Referring expression data
[Start of Attachment]

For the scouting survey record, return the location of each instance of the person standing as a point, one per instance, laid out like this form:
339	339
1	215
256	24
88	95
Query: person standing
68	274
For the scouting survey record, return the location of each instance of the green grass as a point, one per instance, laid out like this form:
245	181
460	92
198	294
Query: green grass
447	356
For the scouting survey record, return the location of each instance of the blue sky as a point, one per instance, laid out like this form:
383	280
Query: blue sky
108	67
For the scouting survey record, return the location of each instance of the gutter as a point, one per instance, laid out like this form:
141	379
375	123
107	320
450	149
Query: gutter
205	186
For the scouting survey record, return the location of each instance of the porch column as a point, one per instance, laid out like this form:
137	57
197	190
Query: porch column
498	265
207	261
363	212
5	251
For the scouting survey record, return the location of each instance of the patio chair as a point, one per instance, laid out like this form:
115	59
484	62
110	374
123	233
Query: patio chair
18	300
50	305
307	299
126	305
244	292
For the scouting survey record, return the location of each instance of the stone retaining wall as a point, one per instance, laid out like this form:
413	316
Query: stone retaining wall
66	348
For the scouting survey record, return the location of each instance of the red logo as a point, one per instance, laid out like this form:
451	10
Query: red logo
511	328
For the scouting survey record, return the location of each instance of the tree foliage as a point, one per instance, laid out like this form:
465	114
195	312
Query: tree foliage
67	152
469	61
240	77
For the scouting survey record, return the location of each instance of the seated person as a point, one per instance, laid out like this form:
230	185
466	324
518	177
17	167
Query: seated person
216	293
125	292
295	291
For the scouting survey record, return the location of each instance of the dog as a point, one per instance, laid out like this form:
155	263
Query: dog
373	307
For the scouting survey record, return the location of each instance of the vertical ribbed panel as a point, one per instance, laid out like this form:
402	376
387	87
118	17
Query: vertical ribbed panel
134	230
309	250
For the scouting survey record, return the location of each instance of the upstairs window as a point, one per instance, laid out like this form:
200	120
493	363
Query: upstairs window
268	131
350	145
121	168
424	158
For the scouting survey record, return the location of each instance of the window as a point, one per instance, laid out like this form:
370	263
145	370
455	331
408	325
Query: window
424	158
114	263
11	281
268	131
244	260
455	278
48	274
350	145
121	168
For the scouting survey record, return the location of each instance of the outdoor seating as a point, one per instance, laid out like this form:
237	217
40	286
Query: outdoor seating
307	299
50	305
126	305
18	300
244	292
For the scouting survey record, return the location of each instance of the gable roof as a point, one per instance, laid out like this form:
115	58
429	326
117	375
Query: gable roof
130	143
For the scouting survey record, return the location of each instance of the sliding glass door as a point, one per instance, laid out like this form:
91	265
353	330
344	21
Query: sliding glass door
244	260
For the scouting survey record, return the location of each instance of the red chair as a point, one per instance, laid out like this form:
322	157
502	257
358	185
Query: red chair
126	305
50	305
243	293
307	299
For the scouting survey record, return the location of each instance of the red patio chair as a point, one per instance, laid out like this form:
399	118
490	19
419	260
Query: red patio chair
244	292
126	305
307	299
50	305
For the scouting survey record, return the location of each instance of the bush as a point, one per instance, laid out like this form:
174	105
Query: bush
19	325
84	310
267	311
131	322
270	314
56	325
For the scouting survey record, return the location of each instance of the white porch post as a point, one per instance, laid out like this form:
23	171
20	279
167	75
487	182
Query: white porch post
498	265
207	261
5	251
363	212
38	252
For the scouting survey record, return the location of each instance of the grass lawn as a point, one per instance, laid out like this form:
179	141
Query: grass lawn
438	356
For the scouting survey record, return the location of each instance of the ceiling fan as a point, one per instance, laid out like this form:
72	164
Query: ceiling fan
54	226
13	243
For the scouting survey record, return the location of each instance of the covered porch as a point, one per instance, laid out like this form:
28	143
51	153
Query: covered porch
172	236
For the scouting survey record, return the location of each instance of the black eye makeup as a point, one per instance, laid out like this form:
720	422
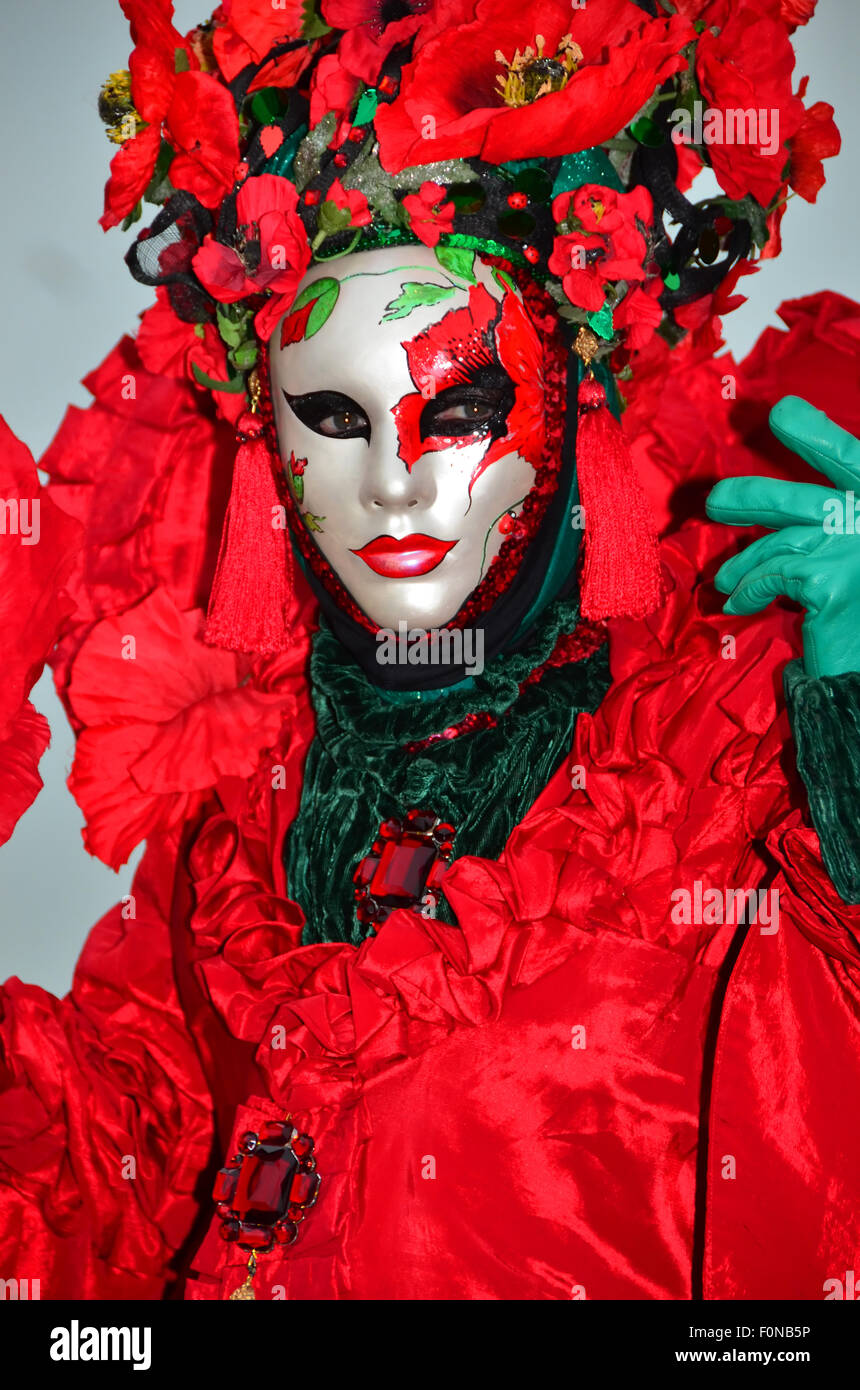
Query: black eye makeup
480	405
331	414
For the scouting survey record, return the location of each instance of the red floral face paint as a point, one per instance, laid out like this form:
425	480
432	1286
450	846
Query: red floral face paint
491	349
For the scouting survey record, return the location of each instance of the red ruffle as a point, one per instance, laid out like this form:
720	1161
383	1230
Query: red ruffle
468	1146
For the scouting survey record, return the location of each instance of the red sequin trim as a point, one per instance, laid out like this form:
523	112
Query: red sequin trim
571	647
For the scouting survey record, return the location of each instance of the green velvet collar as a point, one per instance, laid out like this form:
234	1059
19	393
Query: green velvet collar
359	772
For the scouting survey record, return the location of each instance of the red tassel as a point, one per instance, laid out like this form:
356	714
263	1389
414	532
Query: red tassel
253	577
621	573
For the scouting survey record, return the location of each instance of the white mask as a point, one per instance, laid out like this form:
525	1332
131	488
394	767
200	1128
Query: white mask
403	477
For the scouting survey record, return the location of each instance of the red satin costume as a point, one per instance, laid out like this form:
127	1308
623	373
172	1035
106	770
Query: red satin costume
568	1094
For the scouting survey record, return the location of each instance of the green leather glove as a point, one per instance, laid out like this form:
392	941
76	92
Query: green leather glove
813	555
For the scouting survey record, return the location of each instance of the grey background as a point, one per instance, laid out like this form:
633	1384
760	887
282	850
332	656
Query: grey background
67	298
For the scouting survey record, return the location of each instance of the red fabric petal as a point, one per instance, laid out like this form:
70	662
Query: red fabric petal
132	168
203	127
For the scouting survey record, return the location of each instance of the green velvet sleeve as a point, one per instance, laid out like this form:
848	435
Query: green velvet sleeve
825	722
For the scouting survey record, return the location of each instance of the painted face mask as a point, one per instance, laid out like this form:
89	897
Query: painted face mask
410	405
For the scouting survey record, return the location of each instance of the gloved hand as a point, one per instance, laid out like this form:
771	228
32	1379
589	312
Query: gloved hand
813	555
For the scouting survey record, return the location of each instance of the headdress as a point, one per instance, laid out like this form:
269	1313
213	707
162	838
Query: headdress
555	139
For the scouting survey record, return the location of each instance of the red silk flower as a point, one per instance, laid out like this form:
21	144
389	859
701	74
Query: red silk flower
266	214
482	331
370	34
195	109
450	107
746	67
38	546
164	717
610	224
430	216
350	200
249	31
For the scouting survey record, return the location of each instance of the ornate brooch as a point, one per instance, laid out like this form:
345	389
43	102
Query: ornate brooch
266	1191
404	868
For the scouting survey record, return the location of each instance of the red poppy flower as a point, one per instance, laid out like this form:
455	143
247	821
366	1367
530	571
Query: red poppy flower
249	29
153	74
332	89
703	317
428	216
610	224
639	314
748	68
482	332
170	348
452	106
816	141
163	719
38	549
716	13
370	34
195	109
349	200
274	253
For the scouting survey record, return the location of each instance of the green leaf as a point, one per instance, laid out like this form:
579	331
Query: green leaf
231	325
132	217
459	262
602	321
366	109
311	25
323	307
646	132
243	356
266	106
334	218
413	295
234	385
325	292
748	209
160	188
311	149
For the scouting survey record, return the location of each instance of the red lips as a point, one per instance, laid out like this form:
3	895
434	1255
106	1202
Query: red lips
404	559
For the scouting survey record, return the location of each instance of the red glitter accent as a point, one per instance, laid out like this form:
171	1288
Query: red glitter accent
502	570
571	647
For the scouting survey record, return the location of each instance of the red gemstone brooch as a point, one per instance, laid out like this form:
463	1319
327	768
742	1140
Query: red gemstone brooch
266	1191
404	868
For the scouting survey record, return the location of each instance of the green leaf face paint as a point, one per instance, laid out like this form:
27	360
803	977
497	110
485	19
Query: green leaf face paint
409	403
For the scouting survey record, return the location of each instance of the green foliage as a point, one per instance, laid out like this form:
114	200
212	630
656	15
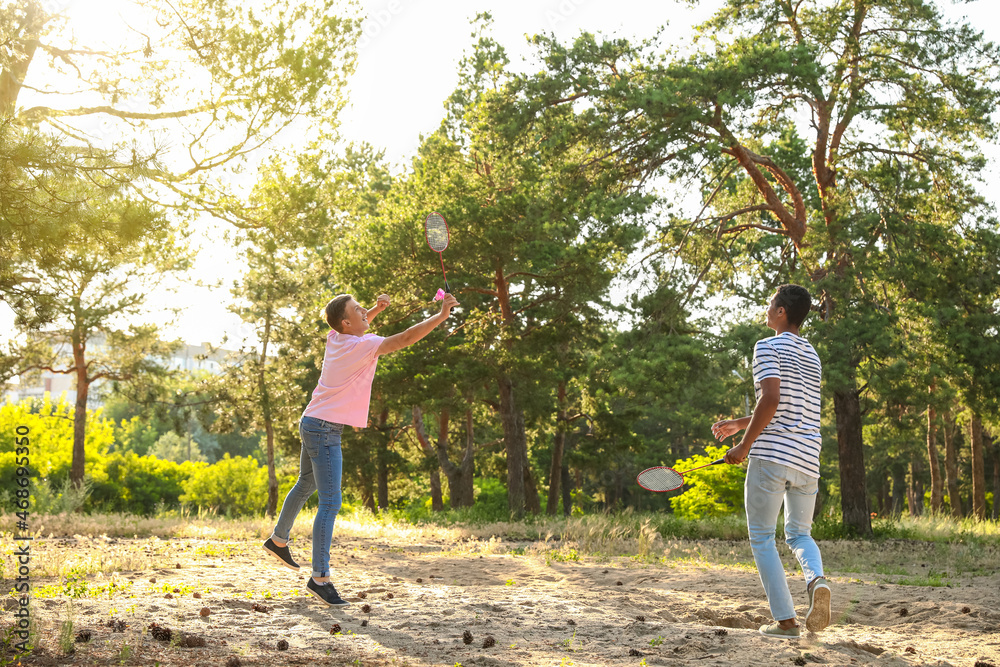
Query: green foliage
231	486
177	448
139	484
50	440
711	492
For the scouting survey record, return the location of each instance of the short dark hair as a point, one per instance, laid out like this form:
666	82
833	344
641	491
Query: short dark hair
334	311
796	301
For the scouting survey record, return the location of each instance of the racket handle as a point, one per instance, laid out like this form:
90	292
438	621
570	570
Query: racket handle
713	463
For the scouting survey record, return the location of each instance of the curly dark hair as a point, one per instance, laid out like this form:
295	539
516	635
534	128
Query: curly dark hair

[End of Attachment]

*EXERCISE GOAL*.
Return only the number of lines in the records above that include the string "curly".

*ANSWER TO THE EXERCISE*.
2